_WHAT YOU ARE ASKED TO DO_
From first line to last, copy the listing exactly and omit its pictures.

_RECORDS SHOWN_
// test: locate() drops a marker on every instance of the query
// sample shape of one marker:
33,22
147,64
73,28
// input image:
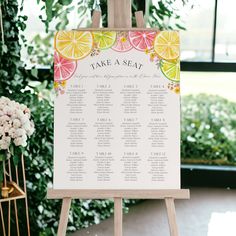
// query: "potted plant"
16,126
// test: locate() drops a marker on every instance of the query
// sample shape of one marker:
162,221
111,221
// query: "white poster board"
117,110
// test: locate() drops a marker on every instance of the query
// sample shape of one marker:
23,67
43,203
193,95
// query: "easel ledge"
123,193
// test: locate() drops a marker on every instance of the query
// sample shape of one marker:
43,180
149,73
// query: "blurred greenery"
208,123
208,130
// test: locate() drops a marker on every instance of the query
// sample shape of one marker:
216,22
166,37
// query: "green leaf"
49,14
2,157
65,2
16,159
34,72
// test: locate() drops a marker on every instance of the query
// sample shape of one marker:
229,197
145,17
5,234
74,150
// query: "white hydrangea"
15,123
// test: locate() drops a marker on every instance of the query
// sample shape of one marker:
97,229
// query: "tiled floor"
210,212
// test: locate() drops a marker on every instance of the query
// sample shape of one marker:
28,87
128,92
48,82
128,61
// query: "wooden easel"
119,16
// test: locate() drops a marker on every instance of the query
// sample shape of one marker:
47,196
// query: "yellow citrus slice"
171,69
73,45
104,39
166,45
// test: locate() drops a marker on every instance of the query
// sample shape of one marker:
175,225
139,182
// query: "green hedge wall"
208,130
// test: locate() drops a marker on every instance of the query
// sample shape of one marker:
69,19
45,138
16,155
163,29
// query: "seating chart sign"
117,109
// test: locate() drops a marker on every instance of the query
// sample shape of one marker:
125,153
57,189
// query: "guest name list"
117,126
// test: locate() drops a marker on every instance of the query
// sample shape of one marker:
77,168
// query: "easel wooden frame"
119,16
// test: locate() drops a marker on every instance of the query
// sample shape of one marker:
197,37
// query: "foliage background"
33,88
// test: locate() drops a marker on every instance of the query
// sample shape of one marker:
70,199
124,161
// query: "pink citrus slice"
63,68
122,43
142,40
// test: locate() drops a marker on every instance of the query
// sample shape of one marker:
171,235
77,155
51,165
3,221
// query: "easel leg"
170,206
118,215
66,202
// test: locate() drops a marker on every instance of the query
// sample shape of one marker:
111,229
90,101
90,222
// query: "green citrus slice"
171,69
104,39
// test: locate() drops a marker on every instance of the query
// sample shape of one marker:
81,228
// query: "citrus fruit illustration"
142,40
63,68
166,45
104,39
122,43
74,44
171,69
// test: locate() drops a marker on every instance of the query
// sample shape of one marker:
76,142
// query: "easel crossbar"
128,194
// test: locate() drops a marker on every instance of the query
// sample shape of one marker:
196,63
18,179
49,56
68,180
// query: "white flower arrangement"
15,124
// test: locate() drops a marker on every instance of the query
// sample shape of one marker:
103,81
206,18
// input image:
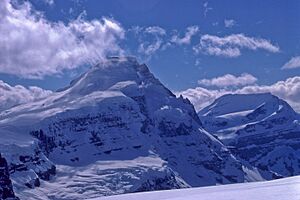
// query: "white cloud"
155,30
149,45
190,32
229,23
288,89
294,62
150,48
14,95
32,47
229,80
49,2
231,46
206,8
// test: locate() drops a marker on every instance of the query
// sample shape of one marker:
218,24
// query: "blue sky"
260,38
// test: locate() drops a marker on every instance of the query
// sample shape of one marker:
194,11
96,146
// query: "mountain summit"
260,129
113,130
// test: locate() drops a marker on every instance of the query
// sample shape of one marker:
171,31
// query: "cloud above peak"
288,89
190,32
232,45
14,95
229,23
293,63
33,47
229,80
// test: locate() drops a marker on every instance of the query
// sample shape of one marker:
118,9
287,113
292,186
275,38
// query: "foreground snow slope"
281,189
101,135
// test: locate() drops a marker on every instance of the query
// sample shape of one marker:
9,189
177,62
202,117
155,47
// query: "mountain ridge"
117,112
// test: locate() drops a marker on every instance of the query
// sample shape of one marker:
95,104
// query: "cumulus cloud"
231,46
155,30
151,39
206,8
229,23
288,89
294,62
229,80
190,32
49,2
150,48
15,95
33,47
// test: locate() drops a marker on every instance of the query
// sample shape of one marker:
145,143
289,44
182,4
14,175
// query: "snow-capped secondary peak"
234,103
261,129
115,123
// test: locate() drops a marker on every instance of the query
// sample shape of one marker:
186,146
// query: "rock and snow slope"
115,129
282,189
260,129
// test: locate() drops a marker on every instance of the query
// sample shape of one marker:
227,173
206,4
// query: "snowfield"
281,189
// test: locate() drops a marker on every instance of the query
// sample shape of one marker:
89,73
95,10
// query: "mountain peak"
231,103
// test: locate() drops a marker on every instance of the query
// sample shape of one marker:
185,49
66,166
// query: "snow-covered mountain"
282,189
260,129
115,129
6,188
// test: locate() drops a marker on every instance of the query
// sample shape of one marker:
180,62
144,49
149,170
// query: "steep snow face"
287,188
234,110
260,129
117,111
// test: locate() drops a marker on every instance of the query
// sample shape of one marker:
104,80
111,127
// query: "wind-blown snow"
282,189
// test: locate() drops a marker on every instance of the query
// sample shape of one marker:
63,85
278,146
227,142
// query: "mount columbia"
117,129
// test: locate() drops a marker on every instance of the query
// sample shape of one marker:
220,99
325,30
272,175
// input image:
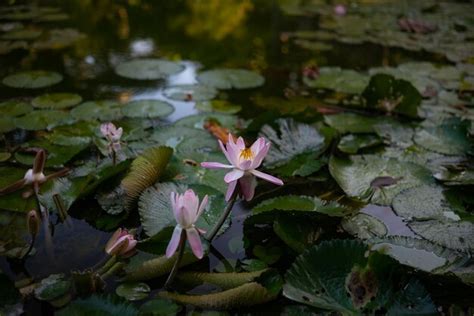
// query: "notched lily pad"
226,78
33,79
147,69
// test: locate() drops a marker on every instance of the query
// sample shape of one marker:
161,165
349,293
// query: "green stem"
212,234
174,270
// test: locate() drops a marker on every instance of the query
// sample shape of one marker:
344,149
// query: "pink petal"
195,242
215,165
233,175
230,190
174,242
247,186
203,205
267,177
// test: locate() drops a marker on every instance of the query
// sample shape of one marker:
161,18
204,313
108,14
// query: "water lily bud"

_SOLUTION TO THE EXERCISE_
// test: locate() drops a marker on every instance of the query
// sample shape of one marker:
33,22
147,64
73,28
// input image:
// query: "potted plant"
16,126
// test: locate() drops a marker on every instance of the query
// sample shape of one marker:
162,221
111,221
// query: "white poster board"
117,110
// test: locate() drops a marker on every instance of the query
// sample shape of one marker:
23,67
43,203
193,95
// query: "easel ledge"
123,193
// test: locate() drops a marker on every instance of the query
// sample shape of one marker:
43,180
149,73
// query: "blurred greenery"
208,123
208,130
// test: locate() drops a marker on every instance of the query
// sample shape of one marker:
216,22
166,37
// query: "green leaf"
49,14
2,157
65,2
16,159
34,72
// test: locate() drops a marker on every instance of the query
// sample shape of one marker:
229,197
145,17
5,234
74,150
// query: "white hydrangea"
15,123
// test: locate() drops a marker on every instance of the query
// sample shape of one marker:
97,229
// query: "tiled floor"
210,212
// test: locate() drops a marker on every instance of the query
// sample shape of one marker:
28,87
128,92
48,82
128,61
// query: "wooden easel"
119,16
// test: locate() drops a marker on every instance of the query
// sample shape of one marker:
47,196
// query: "yellow citrus slice"
171,69
73,45
104,39
166,45
// test: locate() drops a marker on every instance of the query
// sample shape of one marker:
175,225
139,182
// query: "green hedge wall"
208,130
// test: locate() drops a marker on every instance of the query
// sample shape of one marker:
69,19
45,138
16,155
163,29
// query: "seating chart sign"
117,109
// test: locate() drops a marker on every instance of the query
// sample shape of one marker:
125,153
57,189
// query: "guest name list"
117,126
// test: locate() drops a marker on every instance of the query
// sample shape of one marker:
77,168
// query: "easel wooden frame"
119,16
// test: locate() drops a marker on every instance of the query
// sample shape of one marker:
197,37
// query: "foliage background"
33,88
// test: locate() drops a marker on every instance of the query
// sample shape of one marker:
70,199
124,161
// query: "pink citrus slice"
63,68
122,43
142,40
// test: locate() drops a marker on every instance of the query
// sample shape of one marker:
171,235
77,155
51,165
3,221
// query: "easel leg"
170,206
118,215
66,202
// test: locate() drops a marker on every instance of the query
// sample shape of one marker:
111,229
90,101
90,222
// query: "green citrus slice"
171,69
104,39
// test: locate() drops a marker on every instance of the query
// sample shape of one marker:
81,228
// query: "citrus fruit illustration"
142,40
63,68
166,45
104,39
122,43
74,44
171,69
// test: locate() drops a marker on every instance of the query
// sample shape of one marker:
76,142
// query: "easel crossbar"
128,194
// test: locate() drops a marker on every instance of the query
// sample shape of one marker:
196,63
18,179
49,56
68,180
// query: "white flower arrangement"
15,124
// test: locate() drops a marker on every instance of the query
// sample shape of one marker:
103,81
206,18
// input image:
// query: "white cloud"
155,30
149,45
190,32
229,23
288,89
294,62
150,48
14,95
32,47
229,80
49,2
231,46
206,8
// test: locate() drops a marker on every instance of the query
// sample shape of one marker:
218,24
// query: "blue sky"
260,38
// test: locate() drops a marker on every instance of the query
// sample shape of one marker:
194,11
96,146
// query: "mountain summit"
260,129
113,130
// test: locate() drops a marker on every instance of the query
// sample shape of one marker:
171,31
// query: "cloud above peak"
288,89
190,32
232,45
14,95
229,23
293,63
33,47
229,80
// test: locate() drops a marker on every instance of the query
// sample shape of one marker:
118,9
287,113
292,186
275,38
// query: "foreground snow slope"
281,189
101,135
// test: locate() drops a marker on every instance of the query
// sample shape of one marker:
9,189
177,62
202,117
155,47
// query: "mountain ridge"
117,112
// test: locate() drops a marker on every instance of the query
// sample shape of one marker:
95,104
// query: "cumulus cloud"
231,46
155,30
151,39
206,8
229,23
288,89
294,62
229,80
190,32
49,2
150,48
15,95
33,47
// test: locate() drops a marker on every instance of the query
// sample shape of one marker:
145,143
289,44
182,4
14,175
// query: "snow-capped secondary peak"
234,103
261,129
115,123
// test: locate() drops a marker on every instance of the query
// sample shape of one marker:
186,146
// query: "rock and snow slope"
115,129
282,189
260,129
// test: locate() drops a marker on every instance of the query
// sample shape of one marker:
227,173
206,4
// query: "snowfield"
281,189
// test: locate() drops a marker on every instance of the query
// sample shape of one marker:
89,73
95,10
// query: "mountain peak"
231,103
// test: locate() drops a marker on every instance of the query
// sample shape of one marker:
185,49
66,166
// query: "snow-covered mountain"
282,189
260,129
115,129
6,188
// test: locate() drops a marker on every instance of the query
// sample shape of one marker:
180,62
144,49
149,170
// query: "steep snow face"
287,188
234,110
260,129
117,111
// test: locate() drops a marker on every instance of the query
// sample shape of one marker:
104,80
111,127
// query: "wind-blown snow"
282,189
// test: locate() drops a marker on every instance of the query
// sample shape of one marker:
63,85
278,146
227,142
// query: "mount columbia"
117,129
// test: locate() drops a marker on every instance of the query
// sample shape of one marker:
220,99
325,30
272,175
// input image:
// query: "notched lily pad"
226,78
33,79
147,69
// test: locate() drops a marker on every instance of the query
// sample shape of one marker:
161,165
349,293
// query: "green stem"
212,234
174,270
// test: locate() drops a marker on every instance of the query
// sample shape of one marker:
344,149
// query: "pink petal"
195,242
215,165
233,175
230,190
174,242
247,186
203,205
267,177
// test: locate() drops a marker on every instance of the query
// sample shape of one marker:
161,18
204,313
108,14
// query: "water lily bud"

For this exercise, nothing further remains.